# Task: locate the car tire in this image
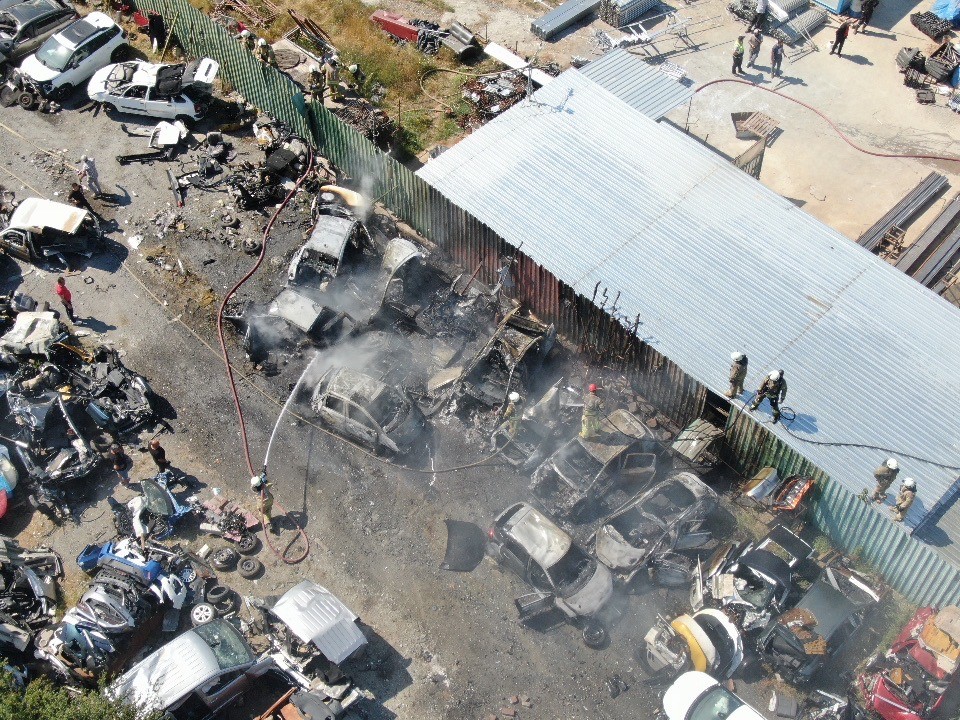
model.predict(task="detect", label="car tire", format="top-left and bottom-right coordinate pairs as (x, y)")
top-left (236, 533), bottom-right (259, 555)
top-left (210, 547), bottom-right (239, 571)
top-left (190, 602), bottom-right (216, 626)
top-left (18, 92), bottom-right (36, 110)
top-left (205, 584), bottom-right (230, 604)
top-left (582, 620), bottom-right (609, 650)
top-left (237, 557), bottom-right (263, 579)
top-left (103, 102), bottom-right (117, 115)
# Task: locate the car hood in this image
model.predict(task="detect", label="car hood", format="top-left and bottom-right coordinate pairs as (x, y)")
top-left (562, 562), bottom-right (613, 616)
top-left (595, 523), bottom-right (655, 570)
top-left (663, 671), bottom-right (718, 720)
top-left (19, 54), bottom-right (58, 83)
top-left (86, 65), bottom-right (111, 94)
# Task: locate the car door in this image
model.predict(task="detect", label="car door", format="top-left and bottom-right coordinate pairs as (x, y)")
top-left (144, 87), bottom-right (176, 118)
top-left (11, 20), bottom-right (38, 61)
top-left (345, 402), bottom-right (379, 447)
top-left (116, 84), bottom-right (147, 114)
top-left (197, 668), bottom-right (251, 715)
top-left (86, 26), bottom-right (120, 77)
top-left (0, 229), bottom-right (31, 261)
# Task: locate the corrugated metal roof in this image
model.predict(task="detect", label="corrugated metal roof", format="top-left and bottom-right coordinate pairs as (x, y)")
top-left (417, 70), bottom-right (960, 544)
top-left (577, 49), bottom-right (694, 120)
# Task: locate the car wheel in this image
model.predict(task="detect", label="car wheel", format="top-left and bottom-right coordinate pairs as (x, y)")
top-left (210, 547), bottom-right (239, 571)
top-left (18, 92), bottom-right (36, 110)
top-left (236, 533), bottom-right (259, 555)
top-left (582, 620), bottom-right (608, 650)
top-left (237, 557), bottom-right (263, 579)
top-left (102, 102), bottom-right (117, 115)
top-left (190, 602), bottom-right (216, 626)
top-left (205, 584), bottom-right (230, 604)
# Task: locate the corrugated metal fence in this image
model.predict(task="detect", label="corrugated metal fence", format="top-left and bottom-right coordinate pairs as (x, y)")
top-left (136, 0), bottom-right (960, 605)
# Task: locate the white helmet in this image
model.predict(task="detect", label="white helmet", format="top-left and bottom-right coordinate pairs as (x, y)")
top-left (508, 392), bottom-right (520, 402)
top-left (240, 29), bottom-right (250, 38)
top-left (731, 352), bottom-right (745, 362)
top-left (257, 38), bottom-right (267, 46)
top-left (903, 478), bottom-right (916, 490)
top-left (310, 63), bottom-right (320, 72)
top-left (768, 370), bottom-right (782, 380)
top-left (349, 64), bottom-right (358, 73)
top-left (250, 475), bottom-right (263, 490)
top-left (886, 458), bottom-right (899, 470)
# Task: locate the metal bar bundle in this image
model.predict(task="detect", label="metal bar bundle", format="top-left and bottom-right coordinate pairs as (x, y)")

== == ==

_Problem to work on:_ Keep only the lines from the line with "# Task: locate the metal" to the end of the records above, and repeat them exactly.

_Solution below:_
# Task: locate the metal bar bundle in this image
model.predict(task="detect", label="metal bar bundle", format="top-left and bottom-right coordinate pairs as (x, y)")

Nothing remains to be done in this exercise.